= EXERCISE TASK =
Copy all of the data below word for word, keeping every line unchanged and in its original order.

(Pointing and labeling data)
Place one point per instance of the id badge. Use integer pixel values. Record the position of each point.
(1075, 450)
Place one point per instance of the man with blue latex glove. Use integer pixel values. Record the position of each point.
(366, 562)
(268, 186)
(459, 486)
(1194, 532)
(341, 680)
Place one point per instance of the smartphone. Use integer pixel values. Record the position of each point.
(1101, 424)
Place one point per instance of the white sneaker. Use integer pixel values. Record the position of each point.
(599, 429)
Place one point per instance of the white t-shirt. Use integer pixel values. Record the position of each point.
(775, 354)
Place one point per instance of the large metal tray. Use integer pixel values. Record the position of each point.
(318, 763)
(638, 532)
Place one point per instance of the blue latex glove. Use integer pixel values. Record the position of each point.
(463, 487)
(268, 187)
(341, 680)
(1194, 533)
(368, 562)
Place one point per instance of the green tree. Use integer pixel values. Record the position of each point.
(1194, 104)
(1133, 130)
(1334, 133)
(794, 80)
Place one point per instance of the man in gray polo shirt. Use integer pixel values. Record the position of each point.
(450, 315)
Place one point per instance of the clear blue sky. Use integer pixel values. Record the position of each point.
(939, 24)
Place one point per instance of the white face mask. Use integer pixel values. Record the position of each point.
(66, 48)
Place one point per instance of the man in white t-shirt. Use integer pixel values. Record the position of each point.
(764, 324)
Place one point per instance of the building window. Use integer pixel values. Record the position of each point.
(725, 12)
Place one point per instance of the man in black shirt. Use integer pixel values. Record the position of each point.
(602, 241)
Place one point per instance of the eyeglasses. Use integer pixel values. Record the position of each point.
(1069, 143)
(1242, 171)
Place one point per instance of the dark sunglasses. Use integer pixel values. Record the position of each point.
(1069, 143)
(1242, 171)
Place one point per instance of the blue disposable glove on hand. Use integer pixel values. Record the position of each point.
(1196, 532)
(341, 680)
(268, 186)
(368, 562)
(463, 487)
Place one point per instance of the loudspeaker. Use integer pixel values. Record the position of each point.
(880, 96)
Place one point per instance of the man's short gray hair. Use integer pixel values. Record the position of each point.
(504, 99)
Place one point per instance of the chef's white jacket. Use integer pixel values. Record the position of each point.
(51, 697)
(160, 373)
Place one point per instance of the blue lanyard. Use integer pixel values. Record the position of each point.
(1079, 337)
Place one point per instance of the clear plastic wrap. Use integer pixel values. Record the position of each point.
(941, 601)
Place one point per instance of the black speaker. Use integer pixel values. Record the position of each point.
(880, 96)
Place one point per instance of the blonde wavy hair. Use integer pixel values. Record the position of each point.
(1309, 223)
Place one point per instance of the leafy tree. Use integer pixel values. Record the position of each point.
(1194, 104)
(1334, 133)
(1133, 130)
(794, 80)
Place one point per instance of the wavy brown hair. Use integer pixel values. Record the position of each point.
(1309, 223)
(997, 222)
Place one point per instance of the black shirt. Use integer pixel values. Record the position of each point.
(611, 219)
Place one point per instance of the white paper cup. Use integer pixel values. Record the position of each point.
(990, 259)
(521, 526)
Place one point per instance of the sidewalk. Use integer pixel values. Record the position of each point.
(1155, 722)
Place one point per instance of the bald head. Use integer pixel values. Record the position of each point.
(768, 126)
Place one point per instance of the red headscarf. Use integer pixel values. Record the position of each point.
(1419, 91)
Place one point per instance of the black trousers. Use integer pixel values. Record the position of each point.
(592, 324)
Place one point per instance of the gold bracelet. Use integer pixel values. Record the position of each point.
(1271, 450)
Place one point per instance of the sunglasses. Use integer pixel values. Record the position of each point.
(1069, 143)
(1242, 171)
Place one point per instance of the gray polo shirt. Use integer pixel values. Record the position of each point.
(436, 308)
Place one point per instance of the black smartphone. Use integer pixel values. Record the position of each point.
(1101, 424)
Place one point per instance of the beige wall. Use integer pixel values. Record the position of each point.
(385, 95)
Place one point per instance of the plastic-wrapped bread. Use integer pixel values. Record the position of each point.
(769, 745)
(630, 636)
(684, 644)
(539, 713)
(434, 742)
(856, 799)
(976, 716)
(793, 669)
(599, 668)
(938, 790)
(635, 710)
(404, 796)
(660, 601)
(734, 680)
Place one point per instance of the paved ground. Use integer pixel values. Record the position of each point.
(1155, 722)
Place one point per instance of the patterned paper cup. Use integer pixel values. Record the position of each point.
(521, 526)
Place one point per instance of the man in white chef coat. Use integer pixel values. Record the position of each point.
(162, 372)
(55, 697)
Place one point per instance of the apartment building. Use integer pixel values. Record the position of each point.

= OUTPUT =
Place one point per instance of the id badge. Use integer pixel values. Record the position of each point.
(1075, 450)
Place one point per instance of the man with blue latex glove. Use integer pixel values. Record the position of each point.
(366, 562)
(268, 186)
(459, 486)
(1194, 532)
(341, 680)
Place one point per instance of the smartphone. Use integer pixel values. Record the position of each point.
(1101, 424)
Place one point per instance of the white sneaker. Use integer pixel values. Record the position of each point.
(599, 429)
Place one point per instance of the white t-shirt. Use integer pixel values. Record the position of each point.
(775, 354)
Place one point per instance of the large metal tray. Use integer pixel values. Record the position of each point.
(318, 763)
(638, 532)
Place one point per instance of the blue latex glove. Use integer pixel values. Record the position of each point.
(463, 487)
(268, 187)
(341, 680)
(1194, 533)
(368, 562)
Place one point per instance of the green tree. Use integer pixel values. Record the position of each point.
(1194, 104)
(1133, 130)
(1334, 133)
(794, 80)
Place one point per instance of the man in gray polo shirt. Use integer pixel values. Record the position of each point.
(450, 315)
Place one point per instance of the clear blue sky. Use integer pixel values. Record the position of each point.
(939, 24)
Place one point per instance of the white face mask. Use integer pixel values. Record the position of each point.
(66, 48)
Place one point per instance of the man in white t-shirt. Use integer pixel values. Record the position of each point.
(764, 324)
Place one point per instance of the building window. Use integer pixel values. Record the position of each point.
(725, 12)
Place one point per instance of the man in black shirt. Use integer pixel values. Record the position of each point.
(602, 241)
Place one point per instance of the eyeglasses. Use integer pixel values. Record the position of each point.
(1069, 143)
(1242, 171)
Place one point per instance of the dark sunglasses. Use integer pixel values. Record the position of each point.
(1069, 143)
(1242, 171)
Place one point per instance of the blue disposable glove on hand. Use integer pixel values. Record the position of each point.
(1196, 532)
(341, 680)
(268, 186)
(368, 562)
(463, 487)
Place one point per instance of the loudspeaker. Use integer pixel values. Record the position of each point.
(880, 96)
Place one point per instance of the man's short gray hair. Use integer pixel values. Record the position of each point.
(504, 99)
Place one point per instance of the chef's white jacket. Use integer pixel values. Record the position of each point.
(51, 697)
(160, 373)
Place one point per instance of the blue lanyard. Use integer pixel values. Record the position of each point.
(1079, 337)
Place one point per instance of the clear plastic wrap. Use integer pixel values. Record the position of each point.
(941, 601)
Place one point per instance of the black speaker. Use integer pixel values. Record the position of each point.
(880, 96)
Place one point per instance of the blonde wavy hair. Use integer pixel values. Record the position of each point.
(1309, 223)
Place one point per instance of the leafy tree. Use integer pixel values. Record the position of each point.
(1194, 104)
(1334, 133)
(1133, 130)
(794, 80)
Place one point per instance of the wavy brown hair. Use integer pixel values. Record the position of each point.
(1309, 223)
(997, 222)
Place one point per instance of the black shirt. Use integer pixel values. Record the position of each point.
(611, 219)
Place one point per instance of the white paper cup. Use integer pixel values. Record the position of each point.
(990, 259)
(521, 526)
Place one point per instance of the sidewalk. Use integer pixel values. Record the position of each point.
(1155, 722)
Place one point per instance of the bald head. Use integer pixel values. Record the position of each point.
(768, 126)
Place one point per instance of the red headscarf. Use integer pixel values. Record the position of each point.
(1419, 91)
Place one point per instance of the black trousers. Use integer pixel values. Record the position of each point.
(592, 324)
Place one point per instance of the gold bracelet. Use integer pixel values. Record the position of each point.
(1271, 450)
Place one point per instance of the sunglasses. Use integer pixel values. Record the position of each point.
(1069, 143)
(1242, 171)
Place one point per instance of the gray polo shirt. Use integer pixel values. Record the position of each point.
(436, 308)
Place one point per instance of the black smartphone. Use integer pixel values. Record the position of each point.
(1101, 424)
Place one point per instance of the beige wall. Use integer pixel values. Record the position of each point.
(385, 95)
Place one point per instance of the plastic-wrapped bread. Use integer pixel values. Record the position of each point.
(769, 745)
(630, 636)
(684, 644)
(539, 713)
(434, 742)
(856, 799)
(976, 716)
(793, 669)
(599, 668)
(938, 790)
(635, 710)
(404, 796)
(660, 601)
(734, 680)
Place one point per instance of the paved ground. Use integer pixel values. Record the position of each point.
(1155, 722)
Place one point per instance of the patterned paper cup. Use integer pixel values. Record the position of each point.
(521, 526)
Place one point per instance of the man in white chef coat. Use integer pixel values. Record the position of each point.
(162, 372)
(55, 697)
Place one point per instance of the apartment building. Use integer pixel values. Record the position of each point.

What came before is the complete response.